◆ Problems and tasks
**1.** Reproduce everything in the MNIST notebook from "which is within" down to "with different parameters.".
**2.** Answer these questions about the MNIST notebook:
(a) What value is chosen for both $h^1$ and $h^2$?
(b) What batch size is set?
(c) What loss function is used for all three initialization schemes?
**3.** Go on with the MNIST notebook from where it stops.

◆ Passage
# Problem 1: MNIST

The code for this multilayer perceptron can be found in `mnist.py`. The module `utils.py` contains helper functions to load the dataset, display progress bar, plot graphs, etc.

In [1]:
import sys
sys.path.append('../src/')
from mnist import *

---
## Building the Model

We build an MLP and choose the values of $h^1$ and $h^2$ such that the total number of parameters (including biases) falls within the range of $I = [0.5M, 1.0M]$. This can be achieved by choosing $h^1 = h^2 = 512$. Since MNIST samples are $28 \times 28 = 784$ pixels, the total number of parameters is

In [None]:
N = (28*28)*512 + 512*512 + 512*10
print(N)

which is within range. We thus build the MLP with the parameters below.

In [2]:
# Initialize parameters
h0, h1, h2, h3 = 784, 512, 512, 10
learning_rate = 1e-2
batch_size = 64
nb_epochs = 3
data_filename = "../data/mnist/mnist.pkl"

We now load the data and initialize the model with different parameters.

In [3]:
# Load datasets from pickled file
train_data, valid_data, test_data = unpickle(data_filename)

# Build data loaders for all three datasets
# Training set
train_loader = torch.utils.data.DataLoader(
                    train_data, 
                    batch_size=batch_size, 
                    shuffle=True)

# Validation set
valid_loader = torch.utils.data.DataLoader(
                    valid_data,
                    batch_size=batch_size,
                    shuffle=True)

# Test set
test_loader = torch.utils.data.DataLoader(
                    test_data,
                    batch_size=batch_size,
                    shuffle=True)

---
## Initialization

Hardcoded parameters used for all three initilization schemes are:
* **Activation functions:** Rectified linear unit (ReLU)
* **Loss function:** Cross entropy
* **Optimizer:** Stochastic gradient descent (SGD) with learning rate `learning_rate`

For each initialization scheme, we compile the model and train by keeping track of the average loss. After training, we plot the result.

### Zeros

In [4]:
# Compile and train model
# Length of the training set is passed for the progress bar
model_z, loss_fn, optimizer = build_model(h0, h1, h2, h3, init="zeros")
zero_losses = train(model_z, loss_fn, optimizer, len(train_data), train_loader, [], [])[0]

Epoch 1/3
Avg loss: 2.3019 -- Train acc: 0.1135% 
Epoch 2/3
Avg loss: 2.3012 -- Train acc: 0.1135% 
Epoch 3/3
Avg loss: 2.3011 -- Train acc: 0.1135% 
Training done! Elapsed time: 0:00:19



In [None]:
# Plot avg loss / epoch
%matplotlib inline
scatter_plot(zero_losses, 'Epoch', 'Avg loss', 'Training with zeros initialization')

◆ Extracted material
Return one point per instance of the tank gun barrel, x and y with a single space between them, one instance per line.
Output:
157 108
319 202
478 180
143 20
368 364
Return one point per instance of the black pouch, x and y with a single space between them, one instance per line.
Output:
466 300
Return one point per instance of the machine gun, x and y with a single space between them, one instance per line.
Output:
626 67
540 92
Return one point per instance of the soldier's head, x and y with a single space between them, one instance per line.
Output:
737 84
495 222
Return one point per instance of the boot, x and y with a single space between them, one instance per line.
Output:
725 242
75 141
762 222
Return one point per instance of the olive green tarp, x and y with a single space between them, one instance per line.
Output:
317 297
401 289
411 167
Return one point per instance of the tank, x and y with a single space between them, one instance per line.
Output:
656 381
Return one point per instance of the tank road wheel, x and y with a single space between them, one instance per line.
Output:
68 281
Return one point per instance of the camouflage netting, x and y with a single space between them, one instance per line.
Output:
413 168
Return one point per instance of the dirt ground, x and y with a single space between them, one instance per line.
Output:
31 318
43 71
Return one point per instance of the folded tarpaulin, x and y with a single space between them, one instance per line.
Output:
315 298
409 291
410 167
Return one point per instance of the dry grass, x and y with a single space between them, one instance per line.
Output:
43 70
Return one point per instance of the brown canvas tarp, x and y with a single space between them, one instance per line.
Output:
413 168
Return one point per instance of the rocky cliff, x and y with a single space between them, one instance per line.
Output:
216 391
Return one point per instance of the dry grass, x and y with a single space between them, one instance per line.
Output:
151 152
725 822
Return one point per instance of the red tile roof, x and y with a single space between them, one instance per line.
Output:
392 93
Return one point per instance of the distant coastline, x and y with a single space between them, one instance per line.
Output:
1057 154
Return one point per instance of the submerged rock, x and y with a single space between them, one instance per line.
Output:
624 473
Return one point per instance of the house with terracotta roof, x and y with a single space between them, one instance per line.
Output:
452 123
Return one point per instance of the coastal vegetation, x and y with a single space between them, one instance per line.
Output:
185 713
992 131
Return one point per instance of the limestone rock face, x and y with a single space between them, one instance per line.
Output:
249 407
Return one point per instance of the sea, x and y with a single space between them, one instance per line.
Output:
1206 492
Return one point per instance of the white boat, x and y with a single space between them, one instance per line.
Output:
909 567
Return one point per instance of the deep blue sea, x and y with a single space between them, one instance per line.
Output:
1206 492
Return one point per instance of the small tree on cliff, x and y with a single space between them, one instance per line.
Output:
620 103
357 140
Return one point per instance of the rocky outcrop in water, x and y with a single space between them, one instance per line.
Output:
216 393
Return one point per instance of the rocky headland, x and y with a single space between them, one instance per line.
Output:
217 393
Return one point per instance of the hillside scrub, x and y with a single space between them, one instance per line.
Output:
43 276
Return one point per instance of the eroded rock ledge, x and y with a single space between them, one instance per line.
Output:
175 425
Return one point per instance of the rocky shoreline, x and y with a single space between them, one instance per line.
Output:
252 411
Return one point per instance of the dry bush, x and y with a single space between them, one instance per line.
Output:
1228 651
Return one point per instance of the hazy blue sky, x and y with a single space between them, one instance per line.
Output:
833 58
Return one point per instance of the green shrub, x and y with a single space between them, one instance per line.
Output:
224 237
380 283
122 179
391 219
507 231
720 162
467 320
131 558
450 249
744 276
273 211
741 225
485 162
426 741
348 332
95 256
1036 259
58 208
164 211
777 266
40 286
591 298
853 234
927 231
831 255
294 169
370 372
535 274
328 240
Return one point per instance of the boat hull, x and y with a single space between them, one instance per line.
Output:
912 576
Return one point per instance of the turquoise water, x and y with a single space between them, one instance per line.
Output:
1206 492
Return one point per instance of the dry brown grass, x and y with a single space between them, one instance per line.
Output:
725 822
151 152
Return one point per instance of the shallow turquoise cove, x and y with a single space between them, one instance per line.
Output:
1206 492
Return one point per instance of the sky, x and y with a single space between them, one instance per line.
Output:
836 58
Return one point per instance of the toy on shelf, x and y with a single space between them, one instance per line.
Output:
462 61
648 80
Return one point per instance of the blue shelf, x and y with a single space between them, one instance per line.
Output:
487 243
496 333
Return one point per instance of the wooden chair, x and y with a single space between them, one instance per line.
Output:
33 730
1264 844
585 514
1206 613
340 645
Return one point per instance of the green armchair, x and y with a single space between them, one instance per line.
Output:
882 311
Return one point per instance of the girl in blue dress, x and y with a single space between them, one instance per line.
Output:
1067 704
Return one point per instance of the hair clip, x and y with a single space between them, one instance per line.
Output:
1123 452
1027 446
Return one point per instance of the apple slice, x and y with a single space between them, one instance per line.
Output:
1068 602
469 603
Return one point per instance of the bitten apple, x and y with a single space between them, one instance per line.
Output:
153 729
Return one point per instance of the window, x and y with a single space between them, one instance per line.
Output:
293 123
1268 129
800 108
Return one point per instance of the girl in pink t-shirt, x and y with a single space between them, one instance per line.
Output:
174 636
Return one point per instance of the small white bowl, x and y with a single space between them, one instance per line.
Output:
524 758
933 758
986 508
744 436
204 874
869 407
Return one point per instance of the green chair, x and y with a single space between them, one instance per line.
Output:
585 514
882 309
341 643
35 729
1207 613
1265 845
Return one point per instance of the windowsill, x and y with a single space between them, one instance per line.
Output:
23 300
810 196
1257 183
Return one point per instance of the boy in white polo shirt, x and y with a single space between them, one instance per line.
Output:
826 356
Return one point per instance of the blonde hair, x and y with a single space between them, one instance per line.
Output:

◆ Outputs
**1.**
which is within range. We thus build the MLP with the parameters below.

In [2]:
# Initialize parameters
h0, h1, h2, h3 = 784, 512, 512, 10
learning_rate = 1e-2
batch_size = 64
nb_epochs = 3
data_filename = "../data/mnist/mnist.pkl"

We now load the data and initialize the model with different parameters.

**2.**
(a) 512
(b) 64
(c) Cross entropy

**3.**
### Normal

In [None]:
model_n, loss_fn, optimizer = build_model(h0, h1, h2, h3, init="normal")
normal_losses = train(model_n, loss_fn, optimizer, len(train_data), train_loader, [], [])[0]

In [None]:
%matplotlib inline
scatter_plot(normal_losses, 'Epoch', 'Avg loss', 'Training with Normal(0,1) initialization')

### Glorot

In [None]:
model_g, loss_fn, optimizer = build_model(h0, h1, h2, h3, init="glorot")
glorot_losses = train(model_g, loss_fn, optimizer, len(train_data), train_loader, [], [])[0]

In [None]:
%matplotlib inline
scatter_plot(glorot_losses, 'Epoch', 'Avg loss', 'Training with Glorot initialization')

---
## Learning Curves

---
## Training Set Size, Generalization Gap, and Standard Error

For each ratio $a \in \{0.01, 0.02, 0.05, 0.1, 1.0\}$, we reduce the training set to $N_a = aN$ samples, where $N= 50\,000$. We then train using this new dataset.

In [None]:
# Initialize best model so far
model, loss_fn, optimizer = build_model(h0, h1, h2, h3, init="glorot")
ratios = [0.01, 0.02, 0.05, 0.1, 1.0]
nb_epochs = 100
nb_trials = 3

# Generalization gaps
Ga = np.zeros((len(ratios), nb_trials, nb_epochs))
             
for i, a in enumerate(ratios):
    print("%s\na = %.2f, Na = %d\n%s" % ("="*30, a, int(a * len(train_data)), "-"*30))
    
    for j in range(nb_trials):
        print("Iter %s" % str(j + 1))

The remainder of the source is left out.